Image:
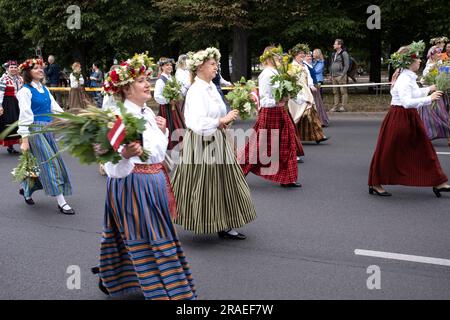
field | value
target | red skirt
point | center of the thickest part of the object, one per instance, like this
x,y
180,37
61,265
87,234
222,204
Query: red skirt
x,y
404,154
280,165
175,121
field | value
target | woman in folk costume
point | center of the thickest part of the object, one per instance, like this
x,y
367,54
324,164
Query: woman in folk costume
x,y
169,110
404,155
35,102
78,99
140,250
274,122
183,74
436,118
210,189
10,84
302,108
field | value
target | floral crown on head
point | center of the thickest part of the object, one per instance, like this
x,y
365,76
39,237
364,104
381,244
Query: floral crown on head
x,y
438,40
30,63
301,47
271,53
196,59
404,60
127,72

........

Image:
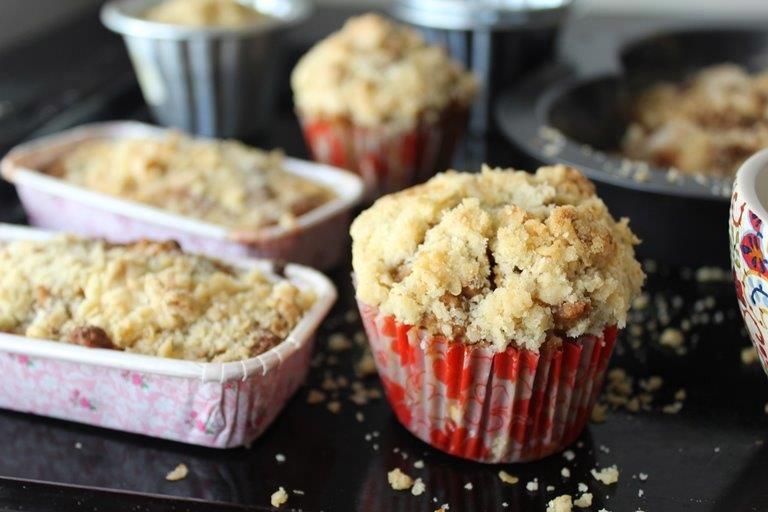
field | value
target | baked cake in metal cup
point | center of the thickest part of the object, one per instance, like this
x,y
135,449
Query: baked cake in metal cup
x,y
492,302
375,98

........

*Problem requirements*
Could you return all lines from the data above that contain the string "target"?

*The answer*
target | red skirt
target | woman in folk costume
target | floral crown on head
target | baked cake in metal cup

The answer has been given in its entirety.